··· The records ···

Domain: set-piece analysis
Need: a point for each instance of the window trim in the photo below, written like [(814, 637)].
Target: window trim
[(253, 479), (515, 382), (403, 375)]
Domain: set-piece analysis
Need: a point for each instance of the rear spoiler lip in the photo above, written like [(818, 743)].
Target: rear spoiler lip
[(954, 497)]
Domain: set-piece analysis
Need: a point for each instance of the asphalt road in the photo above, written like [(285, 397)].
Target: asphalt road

···

▶ **What to do**: Repeat the whole listing exactly.

▶ **Response to this task**:
Domain: set-piece analysis
Need: a point for each instance of the window trim in the photo below, written like [(814, 637)].
Target: window trim
[(253, 479), (515, 382), (403, 375)]
Domain: set-piece analysis
Need: a point for each instance of the rear spoiler lip in the photo above, written like [(818, 743)].
Target: rear spoiler lip
[(954, 497)]
Domain: set-piece analysis
Need: a point for each instance of the asphalt road in the photo above, written like [(285, 397)].
Target: asphalt road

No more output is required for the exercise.